Document segment:
>> BEGIN

Principal Investigator

Alfonso BOSELLINI Università degli Studi di FERRARA

Research Objectives

The forecast amplitude of the present-day climatic change is triggering a new awareness and an increasing interest toward palaeoclimatic modification. The stratigraphy can provide a long temporal record useful both in the interpretation of the modern modifications and to the understanding of the ancient geological history. The research project hereafter proposed is aimed at reconstructing the dynamic relationships between palaeoclimatic fluctuations, carbonate production and depositional dynamics of selected carbonate platform systems form the Meso-Cainozoic of Italy. To achieve a more comprehensive view of the palaeoclimatic record, a few terrigenous and mixed terrigenous carbonate systems will be also analysed. The research is based on the interdisciplinary integration of physical stratigraphy, sedimentology, macro- and micro-palaeontology and selected geochemical analysis, to achieve a somewhat holistic approach to the palaeoenvironmental dynamic reconstruction. The sedimentological analysis will be performed both through field work and microfacies analysis, the palaeontological investigation will be mainly focused on the palaeoecological interpretation of taxa sensitive to environmental fluctuations, such as corals and terrestrial plants. To improve the lateral tracing of palaeoclimatic events, selected intervals will be analysed also from a biostratigraphic point of view (ammonoids, conodonts or planctonic foraminifera). Integrated through workshops involving the whole of the four operational unit researchers.

>> END

Stated task A:
Count the lines in the listing below that contain the string "wall". Reply with the number only.

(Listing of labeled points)
>> BEGIN

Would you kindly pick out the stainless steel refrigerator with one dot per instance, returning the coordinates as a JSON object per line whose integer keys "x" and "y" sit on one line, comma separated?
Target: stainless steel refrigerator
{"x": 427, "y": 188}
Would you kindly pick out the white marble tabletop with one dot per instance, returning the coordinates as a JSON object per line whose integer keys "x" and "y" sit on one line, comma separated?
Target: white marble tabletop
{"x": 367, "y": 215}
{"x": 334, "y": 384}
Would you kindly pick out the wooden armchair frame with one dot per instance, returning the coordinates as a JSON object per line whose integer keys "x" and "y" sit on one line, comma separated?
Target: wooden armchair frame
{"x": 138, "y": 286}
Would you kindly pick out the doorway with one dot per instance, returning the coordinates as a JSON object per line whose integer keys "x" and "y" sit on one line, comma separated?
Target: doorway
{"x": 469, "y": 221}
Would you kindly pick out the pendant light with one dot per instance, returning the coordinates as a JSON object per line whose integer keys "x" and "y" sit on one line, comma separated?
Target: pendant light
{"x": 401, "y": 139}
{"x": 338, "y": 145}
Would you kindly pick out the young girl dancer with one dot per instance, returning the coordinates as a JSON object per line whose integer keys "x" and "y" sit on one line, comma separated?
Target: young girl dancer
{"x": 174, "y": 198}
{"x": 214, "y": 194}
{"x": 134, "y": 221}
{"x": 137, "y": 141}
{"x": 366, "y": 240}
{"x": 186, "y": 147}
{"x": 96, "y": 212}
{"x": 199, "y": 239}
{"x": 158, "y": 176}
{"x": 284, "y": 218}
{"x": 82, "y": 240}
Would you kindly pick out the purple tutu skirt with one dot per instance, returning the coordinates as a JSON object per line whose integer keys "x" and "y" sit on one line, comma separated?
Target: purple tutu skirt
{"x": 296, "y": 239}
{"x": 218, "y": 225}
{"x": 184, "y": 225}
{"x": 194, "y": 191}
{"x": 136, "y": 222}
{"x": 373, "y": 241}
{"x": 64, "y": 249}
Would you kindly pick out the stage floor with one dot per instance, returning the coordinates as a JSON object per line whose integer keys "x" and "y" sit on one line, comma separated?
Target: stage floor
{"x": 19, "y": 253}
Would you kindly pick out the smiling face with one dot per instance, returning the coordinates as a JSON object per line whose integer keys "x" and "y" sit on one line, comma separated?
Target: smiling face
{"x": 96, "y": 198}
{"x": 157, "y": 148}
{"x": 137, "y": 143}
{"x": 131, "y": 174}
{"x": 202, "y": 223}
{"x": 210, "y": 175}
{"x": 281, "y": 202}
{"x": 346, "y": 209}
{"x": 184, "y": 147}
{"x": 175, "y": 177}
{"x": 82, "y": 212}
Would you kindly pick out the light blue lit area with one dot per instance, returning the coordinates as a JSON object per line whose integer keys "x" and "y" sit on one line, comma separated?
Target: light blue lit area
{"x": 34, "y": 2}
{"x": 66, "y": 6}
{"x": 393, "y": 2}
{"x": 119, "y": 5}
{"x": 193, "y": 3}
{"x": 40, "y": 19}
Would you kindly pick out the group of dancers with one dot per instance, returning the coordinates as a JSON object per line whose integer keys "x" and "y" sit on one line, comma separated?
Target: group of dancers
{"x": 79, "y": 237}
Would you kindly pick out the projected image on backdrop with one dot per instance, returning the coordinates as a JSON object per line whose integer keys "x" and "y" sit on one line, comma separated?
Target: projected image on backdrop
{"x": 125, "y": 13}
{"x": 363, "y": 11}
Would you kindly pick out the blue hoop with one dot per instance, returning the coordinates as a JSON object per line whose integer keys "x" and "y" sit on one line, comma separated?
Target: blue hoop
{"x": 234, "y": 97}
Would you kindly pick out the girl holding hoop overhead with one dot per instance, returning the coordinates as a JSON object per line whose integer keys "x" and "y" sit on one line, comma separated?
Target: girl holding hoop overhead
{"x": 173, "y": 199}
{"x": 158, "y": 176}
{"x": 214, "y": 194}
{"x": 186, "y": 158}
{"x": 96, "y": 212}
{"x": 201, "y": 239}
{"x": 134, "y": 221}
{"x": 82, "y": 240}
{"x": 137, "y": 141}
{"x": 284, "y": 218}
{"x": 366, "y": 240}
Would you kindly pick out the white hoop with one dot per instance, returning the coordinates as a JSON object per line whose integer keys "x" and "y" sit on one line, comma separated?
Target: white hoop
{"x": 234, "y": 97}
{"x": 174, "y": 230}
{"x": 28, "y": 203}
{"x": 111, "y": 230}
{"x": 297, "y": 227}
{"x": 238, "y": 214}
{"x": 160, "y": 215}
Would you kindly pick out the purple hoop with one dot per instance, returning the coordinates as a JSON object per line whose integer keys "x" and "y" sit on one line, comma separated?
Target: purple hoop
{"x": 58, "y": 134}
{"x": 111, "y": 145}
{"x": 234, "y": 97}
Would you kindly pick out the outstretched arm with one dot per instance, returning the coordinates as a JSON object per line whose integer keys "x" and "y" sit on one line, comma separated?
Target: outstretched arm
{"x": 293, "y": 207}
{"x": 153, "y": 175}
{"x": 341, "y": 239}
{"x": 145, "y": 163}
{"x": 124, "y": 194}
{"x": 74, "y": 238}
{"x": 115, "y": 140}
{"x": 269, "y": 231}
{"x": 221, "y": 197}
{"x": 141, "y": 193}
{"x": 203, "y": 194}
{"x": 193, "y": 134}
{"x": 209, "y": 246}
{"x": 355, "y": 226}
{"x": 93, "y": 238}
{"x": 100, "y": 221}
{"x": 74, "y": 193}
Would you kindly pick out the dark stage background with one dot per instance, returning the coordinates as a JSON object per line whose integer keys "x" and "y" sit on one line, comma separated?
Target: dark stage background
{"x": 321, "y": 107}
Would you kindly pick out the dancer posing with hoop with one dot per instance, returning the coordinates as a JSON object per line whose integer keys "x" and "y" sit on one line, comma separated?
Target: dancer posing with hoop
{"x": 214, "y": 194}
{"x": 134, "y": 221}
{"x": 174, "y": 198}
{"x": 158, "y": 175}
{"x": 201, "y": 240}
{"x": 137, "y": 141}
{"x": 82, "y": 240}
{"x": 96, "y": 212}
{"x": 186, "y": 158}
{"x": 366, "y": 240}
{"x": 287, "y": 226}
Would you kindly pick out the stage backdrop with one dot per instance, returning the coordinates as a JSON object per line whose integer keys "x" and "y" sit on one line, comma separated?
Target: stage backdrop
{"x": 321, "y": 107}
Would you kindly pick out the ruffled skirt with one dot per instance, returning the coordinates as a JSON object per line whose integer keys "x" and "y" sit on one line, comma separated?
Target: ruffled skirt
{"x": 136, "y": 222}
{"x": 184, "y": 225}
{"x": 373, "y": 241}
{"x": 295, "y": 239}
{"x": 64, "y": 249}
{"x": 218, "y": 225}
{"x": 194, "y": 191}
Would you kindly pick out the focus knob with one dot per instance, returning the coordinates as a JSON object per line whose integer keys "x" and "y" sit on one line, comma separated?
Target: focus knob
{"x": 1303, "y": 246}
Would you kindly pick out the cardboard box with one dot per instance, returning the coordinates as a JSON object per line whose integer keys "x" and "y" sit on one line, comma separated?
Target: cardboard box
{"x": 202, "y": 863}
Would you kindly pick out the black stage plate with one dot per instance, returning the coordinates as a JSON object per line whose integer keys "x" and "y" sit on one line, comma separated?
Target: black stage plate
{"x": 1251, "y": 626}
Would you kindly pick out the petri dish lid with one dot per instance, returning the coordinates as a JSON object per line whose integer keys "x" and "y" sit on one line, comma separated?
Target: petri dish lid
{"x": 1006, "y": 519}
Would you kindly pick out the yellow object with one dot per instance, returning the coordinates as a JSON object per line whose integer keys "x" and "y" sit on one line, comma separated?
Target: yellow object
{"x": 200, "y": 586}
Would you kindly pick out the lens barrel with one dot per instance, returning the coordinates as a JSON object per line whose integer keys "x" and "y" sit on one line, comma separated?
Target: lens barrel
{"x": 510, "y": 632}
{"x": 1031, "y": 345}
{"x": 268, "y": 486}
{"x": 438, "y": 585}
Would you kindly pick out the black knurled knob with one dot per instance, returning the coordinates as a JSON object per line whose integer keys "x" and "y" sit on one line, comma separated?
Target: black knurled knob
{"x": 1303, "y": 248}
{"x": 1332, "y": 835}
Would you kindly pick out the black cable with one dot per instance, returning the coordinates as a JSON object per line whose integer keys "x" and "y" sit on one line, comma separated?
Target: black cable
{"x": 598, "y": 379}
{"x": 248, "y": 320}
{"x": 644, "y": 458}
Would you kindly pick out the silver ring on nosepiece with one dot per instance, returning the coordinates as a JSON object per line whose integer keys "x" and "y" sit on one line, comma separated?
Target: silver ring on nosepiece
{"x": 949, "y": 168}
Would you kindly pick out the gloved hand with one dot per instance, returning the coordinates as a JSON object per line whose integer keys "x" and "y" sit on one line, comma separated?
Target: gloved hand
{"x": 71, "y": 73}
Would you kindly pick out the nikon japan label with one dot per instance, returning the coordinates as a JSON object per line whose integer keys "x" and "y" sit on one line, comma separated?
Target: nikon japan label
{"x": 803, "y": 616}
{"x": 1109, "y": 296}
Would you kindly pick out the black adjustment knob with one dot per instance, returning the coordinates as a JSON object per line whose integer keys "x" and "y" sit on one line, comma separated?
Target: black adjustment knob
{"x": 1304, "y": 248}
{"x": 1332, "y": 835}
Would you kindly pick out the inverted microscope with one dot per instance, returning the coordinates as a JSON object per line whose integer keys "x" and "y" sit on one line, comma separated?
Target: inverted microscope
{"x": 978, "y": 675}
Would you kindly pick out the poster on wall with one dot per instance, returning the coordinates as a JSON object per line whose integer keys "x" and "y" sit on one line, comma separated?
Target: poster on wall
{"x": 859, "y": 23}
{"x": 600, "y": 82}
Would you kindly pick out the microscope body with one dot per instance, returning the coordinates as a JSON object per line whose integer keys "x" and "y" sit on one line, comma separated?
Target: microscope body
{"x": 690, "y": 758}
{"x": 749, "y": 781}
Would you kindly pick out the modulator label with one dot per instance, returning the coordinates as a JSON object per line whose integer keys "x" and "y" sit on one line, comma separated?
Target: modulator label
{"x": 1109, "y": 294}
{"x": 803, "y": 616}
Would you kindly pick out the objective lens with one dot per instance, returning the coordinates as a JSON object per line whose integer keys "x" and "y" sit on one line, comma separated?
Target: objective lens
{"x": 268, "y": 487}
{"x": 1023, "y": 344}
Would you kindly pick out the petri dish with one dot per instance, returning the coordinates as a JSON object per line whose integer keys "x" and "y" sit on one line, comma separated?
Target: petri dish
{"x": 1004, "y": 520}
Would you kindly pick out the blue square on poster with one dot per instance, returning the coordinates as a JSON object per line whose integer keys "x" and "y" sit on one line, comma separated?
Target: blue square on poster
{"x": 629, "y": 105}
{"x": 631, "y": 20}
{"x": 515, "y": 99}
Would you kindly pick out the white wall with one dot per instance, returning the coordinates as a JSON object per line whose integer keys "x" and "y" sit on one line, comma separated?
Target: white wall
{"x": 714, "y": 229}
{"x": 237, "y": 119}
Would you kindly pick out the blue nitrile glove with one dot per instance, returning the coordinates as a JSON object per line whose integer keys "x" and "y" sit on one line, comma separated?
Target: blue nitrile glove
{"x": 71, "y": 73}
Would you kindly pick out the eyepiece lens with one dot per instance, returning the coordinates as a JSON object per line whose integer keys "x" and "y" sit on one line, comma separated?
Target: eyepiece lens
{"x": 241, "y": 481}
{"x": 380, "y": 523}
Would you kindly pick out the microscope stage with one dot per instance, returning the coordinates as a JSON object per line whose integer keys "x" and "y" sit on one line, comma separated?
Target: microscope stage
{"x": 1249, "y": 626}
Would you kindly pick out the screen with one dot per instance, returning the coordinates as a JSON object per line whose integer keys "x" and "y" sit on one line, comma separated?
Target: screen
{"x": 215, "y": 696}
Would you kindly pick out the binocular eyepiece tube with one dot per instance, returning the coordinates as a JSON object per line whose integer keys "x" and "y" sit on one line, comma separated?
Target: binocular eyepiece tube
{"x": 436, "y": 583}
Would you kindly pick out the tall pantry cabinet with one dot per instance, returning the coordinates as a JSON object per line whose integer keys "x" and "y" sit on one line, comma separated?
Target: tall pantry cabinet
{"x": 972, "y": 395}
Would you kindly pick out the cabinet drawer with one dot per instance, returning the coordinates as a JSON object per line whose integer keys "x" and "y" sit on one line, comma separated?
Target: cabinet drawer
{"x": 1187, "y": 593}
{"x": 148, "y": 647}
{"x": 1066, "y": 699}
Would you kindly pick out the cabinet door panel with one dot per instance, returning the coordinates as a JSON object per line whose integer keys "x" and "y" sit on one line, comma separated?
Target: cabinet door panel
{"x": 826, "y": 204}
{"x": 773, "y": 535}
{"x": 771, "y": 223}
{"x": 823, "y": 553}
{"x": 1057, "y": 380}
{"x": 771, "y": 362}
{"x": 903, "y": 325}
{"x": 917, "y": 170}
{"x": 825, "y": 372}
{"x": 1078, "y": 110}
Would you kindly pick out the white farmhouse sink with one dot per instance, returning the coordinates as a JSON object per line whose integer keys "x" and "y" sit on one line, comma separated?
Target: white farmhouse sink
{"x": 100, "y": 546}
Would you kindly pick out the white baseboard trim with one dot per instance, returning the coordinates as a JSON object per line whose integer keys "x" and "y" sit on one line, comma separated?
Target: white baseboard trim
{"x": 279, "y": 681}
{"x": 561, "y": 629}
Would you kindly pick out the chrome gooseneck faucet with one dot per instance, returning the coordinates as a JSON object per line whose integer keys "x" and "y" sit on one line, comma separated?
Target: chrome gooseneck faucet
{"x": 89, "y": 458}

>> END

Stated task B:
Answer these questions from the research objectives above, one answer per line, marked the same way.
(i) By what two means will the sedimentological analysis be performed?
(ii) Which taxa are named as sensitive to environmental fluctuations?
(iii) How many operational units will take part in the workshops?

Reply A:
4

Reply B:
(i) Field work and microfacies analysis
(ii) Corals and terrestrial plants
(iii) Four